Hill: Professor on the state of the black community, how Americans address poverty and social issues

Ryan Quinn / Photo Editor

On Wednesday, Feb. 25, as part of SLU’s recognition of Black History Month, the Black Student Alliance, in collaboration with the Great Issues Committee and the Cross Cultural Center, hosted speaker Dr. Marc Lamont Hill in the Center for Global Citizenship.
Hill, who is a professor of African American studies at Morehouse College – and a political analyst for organizations like Huffington Post and CNN – gave a talk titled “The State of the Black Community: Discussing the state of the black community in light of the death of Mike Brown in Ferguson, MO and the challenges America faces in the post-Obama era.”
In fact, Hill referred to the current state of American social and political affairs – namely those dealing with race relations – as the “age of Obama.”

#### Tasks for this exercise
[a] According to the article, at which college is Hill a professor of African American studies?
[b] Gather every line of the listing that contains the word "above", treating uppercase and lowercase as different.
The article and the listing have nothing to do with each other.

#### Data excerpts
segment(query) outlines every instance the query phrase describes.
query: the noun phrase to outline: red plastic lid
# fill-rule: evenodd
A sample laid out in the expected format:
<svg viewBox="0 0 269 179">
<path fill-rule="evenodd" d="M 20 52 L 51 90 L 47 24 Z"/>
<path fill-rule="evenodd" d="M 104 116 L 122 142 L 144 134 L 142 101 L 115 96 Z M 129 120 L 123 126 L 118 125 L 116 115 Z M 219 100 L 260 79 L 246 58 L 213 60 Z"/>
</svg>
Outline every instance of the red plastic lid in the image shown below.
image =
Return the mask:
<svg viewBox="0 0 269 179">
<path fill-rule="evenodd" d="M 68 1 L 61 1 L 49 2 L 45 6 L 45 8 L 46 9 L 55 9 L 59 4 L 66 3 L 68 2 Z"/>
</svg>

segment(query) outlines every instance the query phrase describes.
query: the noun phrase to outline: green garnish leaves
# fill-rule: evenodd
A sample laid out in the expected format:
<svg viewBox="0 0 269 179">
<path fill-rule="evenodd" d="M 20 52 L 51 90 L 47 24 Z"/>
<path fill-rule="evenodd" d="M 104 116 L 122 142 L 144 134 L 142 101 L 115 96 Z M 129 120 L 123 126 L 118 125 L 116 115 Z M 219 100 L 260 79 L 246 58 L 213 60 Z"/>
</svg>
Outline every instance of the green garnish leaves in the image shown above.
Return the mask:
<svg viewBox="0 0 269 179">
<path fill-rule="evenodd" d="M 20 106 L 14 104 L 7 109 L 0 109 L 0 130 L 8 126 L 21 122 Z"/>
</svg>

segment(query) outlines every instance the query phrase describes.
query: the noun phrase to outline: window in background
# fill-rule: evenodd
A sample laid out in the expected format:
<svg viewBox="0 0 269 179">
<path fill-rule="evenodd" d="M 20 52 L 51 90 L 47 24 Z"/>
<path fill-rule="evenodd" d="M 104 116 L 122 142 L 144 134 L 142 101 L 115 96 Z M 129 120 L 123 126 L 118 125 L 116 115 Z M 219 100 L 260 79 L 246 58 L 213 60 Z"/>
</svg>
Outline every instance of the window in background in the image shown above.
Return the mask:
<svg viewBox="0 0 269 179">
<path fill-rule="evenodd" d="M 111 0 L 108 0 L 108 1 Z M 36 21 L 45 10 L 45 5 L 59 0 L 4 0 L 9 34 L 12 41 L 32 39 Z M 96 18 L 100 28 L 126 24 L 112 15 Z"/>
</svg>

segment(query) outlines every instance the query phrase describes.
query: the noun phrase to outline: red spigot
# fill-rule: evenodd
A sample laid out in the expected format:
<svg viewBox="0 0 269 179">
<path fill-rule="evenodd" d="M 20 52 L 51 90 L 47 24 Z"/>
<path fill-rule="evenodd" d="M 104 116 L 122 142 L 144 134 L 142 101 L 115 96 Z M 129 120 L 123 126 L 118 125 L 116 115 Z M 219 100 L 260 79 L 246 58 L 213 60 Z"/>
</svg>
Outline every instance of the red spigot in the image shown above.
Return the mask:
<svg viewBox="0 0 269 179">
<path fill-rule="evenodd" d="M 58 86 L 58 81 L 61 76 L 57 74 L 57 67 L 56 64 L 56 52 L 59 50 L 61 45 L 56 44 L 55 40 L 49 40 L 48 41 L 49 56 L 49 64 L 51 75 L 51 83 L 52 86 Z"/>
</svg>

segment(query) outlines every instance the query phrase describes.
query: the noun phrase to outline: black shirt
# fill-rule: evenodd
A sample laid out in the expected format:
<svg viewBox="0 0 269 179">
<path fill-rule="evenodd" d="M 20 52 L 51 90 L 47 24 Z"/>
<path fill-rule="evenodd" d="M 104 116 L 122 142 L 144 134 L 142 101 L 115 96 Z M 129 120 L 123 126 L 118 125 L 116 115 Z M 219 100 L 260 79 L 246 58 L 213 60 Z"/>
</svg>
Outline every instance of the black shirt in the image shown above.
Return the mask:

#### Expected responses
[a] Morehouse College.

[b]
Outline every instance of the green garnish leaves in the image shown above.
Outline every instance of the window in background in the image shown above.
Outline every instance of the red spigot in the image shown above.
Outline every instance of the black shirt in the image shown above.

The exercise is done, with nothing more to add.